* SUPPLIED INFORMATION *
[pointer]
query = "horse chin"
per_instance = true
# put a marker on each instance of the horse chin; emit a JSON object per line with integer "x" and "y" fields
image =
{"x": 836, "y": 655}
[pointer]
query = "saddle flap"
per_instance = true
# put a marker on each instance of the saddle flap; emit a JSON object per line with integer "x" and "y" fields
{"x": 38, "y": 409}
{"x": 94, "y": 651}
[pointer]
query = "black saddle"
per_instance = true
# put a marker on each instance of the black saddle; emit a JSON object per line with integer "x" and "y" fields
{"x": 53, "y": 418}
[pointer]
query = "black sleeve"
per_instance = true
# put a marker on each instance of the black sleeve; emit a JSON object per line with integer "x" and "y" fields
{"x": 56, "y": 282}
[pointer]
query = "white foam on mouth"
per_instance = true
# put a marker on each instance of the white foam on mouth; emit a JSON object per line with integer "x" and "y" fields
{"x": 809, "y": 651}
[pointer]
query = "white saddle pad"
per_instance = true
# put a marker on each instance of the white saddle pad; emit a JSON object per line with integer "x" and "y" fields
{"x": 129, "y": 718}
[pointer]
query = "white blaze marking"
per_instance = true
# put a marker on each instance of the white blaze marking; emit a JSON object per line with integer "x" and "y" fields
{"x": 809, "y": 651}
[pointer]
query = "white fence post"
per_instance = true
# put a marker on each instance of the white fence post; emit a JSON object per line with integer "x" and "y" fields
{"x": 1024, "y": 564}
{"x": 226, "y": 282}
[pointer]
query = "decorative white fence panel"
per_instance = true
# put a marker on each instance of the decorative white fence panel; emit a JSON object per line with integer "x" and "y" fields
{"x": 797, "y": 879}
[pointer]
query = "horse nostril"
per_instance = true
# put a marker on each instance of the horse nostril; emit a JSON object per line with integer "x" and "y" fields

* THE PROBLEM *
All of the entries must be quoted exactly; please include each one.

* EXPECTED OUTPUT *
[pointer]
query = "horse chin"
per_instance = true
# put a marker on each instance of the horse chin; emit a JSON object per line with integer "x" and "y" fields
image =
{"x": 836, "y": 655}
[pointer]
query = "saddle flap"
per_instance = true
# put a marker on each instance of the saddle flap; emit a JSON object per line with integer "x" and "y" fields
{"x": 38, "y": 409}
{"x": 94, "y": 651}
[pointer]
query = "black saddle"
per_instance = true
# put a marker on each instance of the black saddle; emit a JSON object per line with integer "x" and "y" fields
{"x": 53, "y": 418}
[pointer]
query = "black sleeve"
per_instance = true
# put a marker on each instance of the black sleeve; emit a JSON object per line with integer "x" and "y" fields
{"x": 56, "y": 282}
[pointer]
query = "white foam on mouth"
per_instance = true
# put a marker on each instance of the white foam on mouth; emit a JSON object per line with integer "x" and "y" fields
{"x": 809, "y": 651}
[pointer]
query = "white saddle pad"
per_instance = true
# put a marker on each instance of the white saddle pad; emit a JSON object per line with integer "x" and "y" fields
{"x": 129, "y": 718}
[pointer]
query = "white blaze marking"
per_instance = true
# put a marker on each instance of the white blaze marking; emit a JSON object per line with integer "x" and "y" fields
{"x": 809, "y": 651}
[pointer]
query = "white fence post"
per_instance = true
# put a marker on each instance of the white fence post; emit a JSON object per line with integer "x" and "y" fields
{"x": 1024, "y": 564}
{"x": 226, "y": 282}
[pointer]
query = "decorative white fence panel"
per_instance = true
# put a marker on each instance of the decorative white fence panel; emit a JSON object per line with integer "x" and "y" fields
{"x": 797, "y": 879}
[pointer]
query = "horse nostril"
per_instance = true
# put a marker on each instance of the horse nostril; emit a JSON object per line with integer "x" and "y" fields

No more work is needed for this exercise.